Your goal —
Can you copy out the data exactly? Leave the images out.

Records shown —
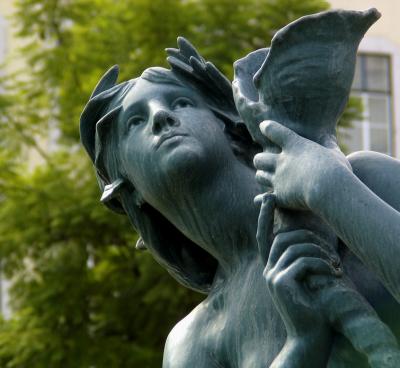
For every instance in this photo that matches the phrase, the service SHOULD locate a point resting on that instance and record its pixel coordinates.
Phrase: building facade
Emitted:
(377, 80)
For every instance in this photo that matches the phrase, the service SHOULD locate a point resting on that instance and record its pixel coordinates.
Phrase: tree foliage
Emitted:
(82, 295)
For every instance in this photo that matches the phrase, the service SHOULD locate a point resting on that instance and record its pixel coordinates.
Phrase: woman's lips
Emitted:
(167, 137)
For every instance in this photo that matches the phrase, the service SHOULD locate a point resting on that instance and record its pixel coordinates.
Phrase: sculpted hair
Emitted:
(186, 261)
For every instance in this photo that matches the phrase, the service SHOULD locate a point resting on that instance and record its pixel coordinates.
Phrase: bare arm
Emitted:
(308, 176)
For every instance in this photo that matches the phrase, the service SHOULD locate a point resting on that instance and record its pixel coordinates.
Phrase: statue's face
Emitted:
(168, 135)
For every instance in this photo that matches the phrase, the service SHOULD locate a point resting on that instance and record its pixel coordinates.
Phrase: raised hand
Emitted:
(297, 175)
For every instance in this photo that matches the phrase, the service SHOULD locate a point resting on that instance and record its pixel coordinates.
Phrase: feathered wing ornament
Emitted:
(303, 82)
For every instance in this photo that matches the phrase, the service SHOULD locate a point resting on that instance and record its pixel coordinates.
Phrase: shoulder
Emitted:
(184, 346)
(380, 173)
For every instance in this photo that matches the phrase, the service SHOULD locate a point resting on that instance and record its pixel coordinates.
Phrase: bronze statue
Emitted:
(173, 153)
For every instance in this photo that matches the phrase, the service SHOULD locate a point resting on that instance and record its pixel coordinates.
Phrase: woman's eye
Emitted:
(182, 102)
(134, 121)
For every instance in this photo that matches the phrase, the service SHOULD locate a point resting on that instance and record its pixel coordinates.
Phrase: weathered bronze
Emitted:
(308, 280)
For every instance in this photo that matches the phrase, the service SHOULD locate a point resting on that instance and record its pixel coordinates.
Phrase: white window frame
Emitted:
(376, 45)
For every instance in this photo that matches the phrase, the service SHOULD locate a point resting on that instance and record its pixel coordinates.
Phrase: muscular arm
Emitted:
(363, 211)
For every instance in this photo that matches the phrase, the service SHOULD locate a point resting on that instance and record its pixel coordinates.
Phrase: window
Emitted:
(372, 83)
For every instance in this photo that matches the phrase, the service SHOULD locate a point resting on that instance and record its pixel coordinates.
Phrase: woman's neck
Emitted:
(219, 215)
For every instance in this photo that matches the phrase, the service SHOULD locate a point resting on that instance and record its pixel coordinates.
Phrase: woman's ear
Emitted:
(112, 190)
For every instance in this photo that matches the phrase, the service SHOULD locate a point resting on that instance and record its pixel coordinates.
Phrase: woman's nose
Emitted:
(163, 119)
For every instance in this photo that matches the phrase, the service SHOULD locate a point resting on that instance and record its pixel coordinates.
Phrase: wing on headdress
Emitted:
(92, 112)
(190, 65)
(306, 76)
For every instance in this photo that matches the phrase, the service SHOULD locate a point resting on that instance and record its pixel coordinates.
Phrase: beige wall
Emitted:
(383, 38)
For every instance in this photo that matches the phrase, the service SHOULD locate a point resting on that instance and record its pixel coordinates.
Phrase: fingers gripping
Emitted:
(297, 251)
(283, 240)
(265, 161)
(277, 133)
(265, 225)
(264, 179)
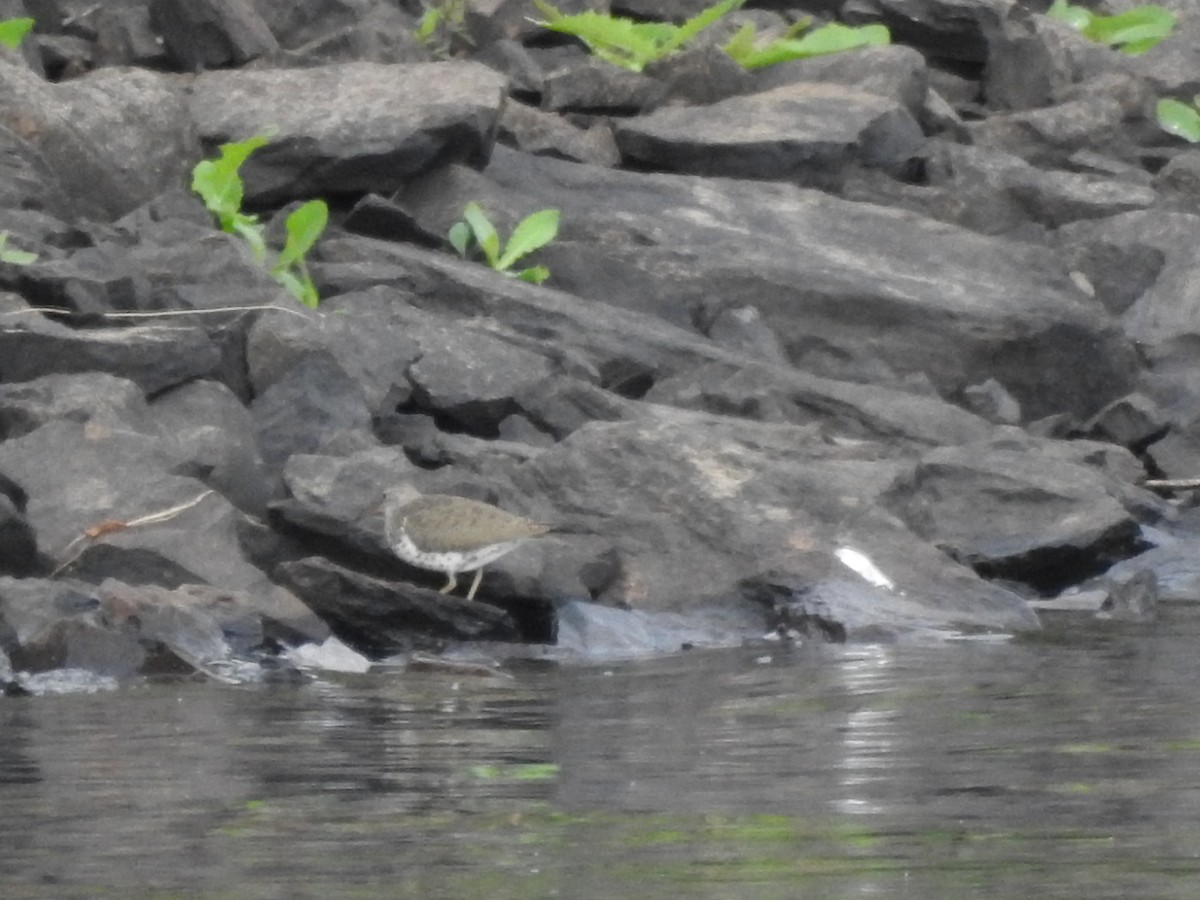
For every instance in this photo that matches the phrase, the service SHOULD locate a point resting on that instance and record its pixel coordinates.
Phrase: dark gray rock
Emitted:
(382, 618)
(993, 402)
(310, 405)
(805, 133)
(827, 275)
(211, 34)
(103, 400)
(154, 357)
(697, 507)
(1133, 421)
(894, 71)
(996, 192)
(18, 541)
(112, 139)
(349, 127)
(215, 439)
(1096, 114)
(95, 478)
(541, 133)
(1053, 515)
(1165, 311)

Solution to this exercise —
For every instance in this photo that matches the phrase, the service SHOULD locate a point resting on that instance and record its pixel coordinates.
Phrase: building facade
Emitted:
(377, 80)
For every instance in this photo that matches the phrase, the service SHOULD locate a point resting on that instance and record its pixel coordinates.
Phrase: tree foliage
Emitted:
(82, 295)
For every instance in this photo that matches the phrase, the service SHOULD locate a point resting on that instance and record its pixel coordinates.
Phrase: woman's lips
Emitted:
(167, 137)
For every instance in this photo that matches the phrase, the service SHOULD locate a point resting on that instance and record its pixel coordinates.
Phrase: sculpted hair
Emitted:
(186, 261)
For every instance in this photo that matches the phrase, the service SHOULD locate a point resting on that instance and record its pixel coordinates.
Phrase: bare arm
Emitted:
(308, 176)
For every instance in this photo that matches the phrase, the service SHOULD locate a point resting on that instance and record its pixel coordinates.
Phrase: statue's face
Emitted:
(168, 135)
For every instance in this photo that matches the phrase, the service SHOULD locate a point resting on that instance and record its pixel coordinates.
Phrase: raised hand
Emitted:
(297, 175)
For every instance in this photo that matches the phrase, the service SHOULD locate a point resting on that instance and record its pixel coordinates.
Phrase: feathered wing ornament
Emitted:
(303, 82)
For every instance in this photo that matches the phrase, the service SHOULD locate a point resting on that instance and record its pixel coordinates.
Phrase: shoulder
Emitted:
(184, 346)
(380, 173)
For every instance in this photo that matches the phrase, the service SHOULD locate a point resting on that instance and record its pixel coordinates.
Phrase: bronze statue
Emitted:
(173, 153)
For every instance in this photo that matches the phrase, the service SHOULD locate a point resting on that instance and record its pixel coordinates.
Phrase: woman's eye
Emitted:
(182, 102)
(134, 121)
For every instance in this photo that matches the phrase, the service SHOULD locate a point resting on that instance and record its pixel coordinates.
Phrase: weathered bronze
Emitted:
(308, 280)
For every instance in this photo that matches the phrase, the service SHOULD locate a point resting on that instance and record its pixel coordinates.
Phrase: white window frame
Emitted:
(376, 45)
For every instance in this photo that matches the phrase, the service SHOULD locate a point resting on that instance and record its pixel coordinates.
Phrase: muscular arm
Emitted:
(363, 211)
For every instance in this photo that matches the phrase, the service SHOULD locate a point resting on that instance and record its pixel coordinates.
Phrase: window
Emitted:
(372, 83)
For every instance in this photo that matches the phrase, the service SHOULD locate a point resting on that instance and record its pixel coordinates.
Phrase: woman's neck
Emitted:
(219, 215)
For every instance in this photo that matches the phrase, the service SHOULD locate a point resting on that instance and record its pixel coordinates.
Phrase: woman's ear
Emitted:
(112, 190)
For every instance in this photo that matches the phrase, the service SHOULD locate a point resting on that instance and record its pixel coordinates.
Phrase: woman's nose
Emitted:
(163, 119)
For every instance in this photo that matches the phrase, the service SHOULD locate a point resting on that instance and record its pixel coordinates.
Phrase: wing on headdress
Emitted:
(92, 112)
(190, 65)
(306, 76)
For every instance in this photo that matches the phrase, the service SHOULD locate a point resting on that instance and record its pixel coordinates.
Phrase: beige wall
Emitted:
(383, 38)
For every instance in this photo that matches the phrase, the service SHOULD locate a point resting on that instance and record its pixel coordinates.
Phrase: fingers gripping
Emitted:
(297, 251)
(283, 240)
(265, 161)
(277, 133)
(265, 225)
(264, 179)
For every instance in this photo that matches the phrase, the service SHOULD locate a point resting on that instance and record its pixel coordinates.
Phrase: dark gray rock
Emitted:
(382, 618)
(993, 402)
(310, 405)
(805, 133)
(827, 275)
(211, 34)
(103, 400)
(154, 357)
(697, 507)
(1133, 421)
(894, 71)
(996, 192)
(18, 541)
(112, 139)
(349, 127)
(215, 439)
(1096, 114)
(95, 478)
(541, 133)
(1053, 515)
(1165, 311)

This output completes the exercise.